>> BEGIN

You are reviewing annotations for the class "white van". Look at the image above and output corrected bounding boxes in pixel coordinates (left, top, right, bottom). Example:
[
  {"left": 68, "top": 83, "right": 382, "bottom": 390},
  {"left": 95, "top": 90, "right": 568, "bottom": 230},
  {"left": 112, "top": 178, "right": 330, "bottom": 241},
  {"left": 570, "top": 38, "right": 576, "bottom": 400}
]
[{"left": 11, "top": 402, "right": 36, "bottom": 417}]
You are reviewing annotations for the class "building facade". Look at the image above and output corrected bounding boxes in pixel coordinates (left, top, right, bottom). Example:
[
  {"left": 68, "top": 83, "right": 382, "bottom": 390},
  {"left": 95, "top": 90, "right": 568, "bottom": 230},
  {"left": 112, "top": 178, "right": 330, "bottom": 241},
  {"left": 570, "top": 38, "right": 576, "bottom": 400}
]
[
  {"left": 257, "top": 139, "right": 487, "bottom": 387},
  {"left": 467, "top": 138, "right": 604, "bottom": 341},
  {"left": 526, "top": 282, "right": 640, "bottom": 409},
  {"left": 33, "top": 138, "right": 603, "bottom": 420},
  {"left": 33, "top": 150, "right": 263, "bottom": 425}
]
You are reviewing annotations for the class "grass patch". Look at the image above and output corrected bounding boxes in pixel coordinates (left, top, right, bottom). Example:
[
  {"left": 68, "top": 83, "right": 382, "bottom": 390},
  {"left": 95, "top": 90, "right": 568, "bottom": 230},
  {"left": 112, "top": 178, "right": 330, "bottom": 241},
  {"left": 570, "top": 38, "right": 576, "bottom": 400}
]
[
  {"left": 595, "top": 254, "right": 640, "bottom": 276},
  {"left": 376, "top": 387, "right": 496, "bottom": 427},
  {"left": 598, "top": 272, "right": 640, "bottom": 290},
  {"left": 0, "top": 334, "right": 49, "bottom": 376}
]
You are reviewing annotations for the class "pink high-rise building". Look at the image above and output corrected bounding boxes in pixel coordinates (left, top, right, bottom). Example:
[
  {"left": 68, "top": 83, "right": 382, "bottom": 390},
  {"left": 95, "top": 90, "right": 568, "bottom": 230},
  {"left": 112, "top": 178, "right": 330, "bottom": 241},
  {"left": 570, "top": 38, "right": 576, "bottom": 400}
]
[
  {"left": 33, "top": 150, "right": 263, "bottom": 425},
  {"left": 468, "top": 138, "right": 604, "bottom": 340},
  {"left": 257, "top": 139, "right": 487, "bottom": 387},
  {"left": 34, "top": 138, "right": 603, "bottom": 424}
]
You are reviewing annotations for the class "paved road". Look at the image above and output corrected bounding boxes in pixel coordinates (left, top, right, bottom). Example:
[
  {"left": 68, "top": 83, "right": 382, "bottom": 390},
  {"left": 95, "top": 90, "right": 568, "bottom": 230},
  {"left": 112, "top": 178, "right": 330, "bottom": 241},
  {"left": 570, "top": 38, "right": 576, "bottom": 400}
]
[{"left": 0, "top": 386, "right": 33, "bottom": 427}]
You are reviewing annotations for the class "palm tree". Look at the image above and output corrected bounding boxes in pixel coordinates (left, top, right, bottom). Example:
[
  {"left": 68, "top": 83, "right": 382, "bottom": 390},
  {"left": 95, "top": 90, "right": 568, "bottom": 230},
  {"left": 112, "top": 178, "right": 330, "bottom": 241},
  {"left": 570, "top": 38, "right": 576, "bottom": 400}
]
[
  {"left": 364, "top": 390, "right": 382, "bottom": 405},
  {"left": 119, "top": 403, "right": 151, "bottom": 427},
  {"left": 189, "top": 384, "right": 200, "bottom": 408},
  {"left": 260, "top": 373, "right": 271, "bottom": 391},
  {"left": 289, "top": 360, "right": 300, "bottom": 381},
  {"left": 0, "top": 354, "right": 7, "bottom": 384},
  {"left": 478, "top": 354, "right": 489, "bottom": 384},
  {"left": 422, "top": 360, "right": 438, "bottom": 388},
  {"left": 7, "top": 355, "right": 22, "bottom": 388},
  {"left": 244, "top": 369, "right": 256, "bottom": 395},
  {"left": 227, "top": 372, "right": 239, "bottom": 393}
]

>> END

» Exercise instructions
Filter the listing above to every line that contains the word "building", and copy those lines out.

» Response to this exercise
You are reviewing annotations for the class "building facade". Look at the image above and output corrected bounding boxes in pixel coordinates (left, top, right, bottom). Example:
You are reviewing annotations for the class "pink high-rise building". Look at the image above and output corrected bounding boxes in pixel coordinates (left, top, right, bottom). Example:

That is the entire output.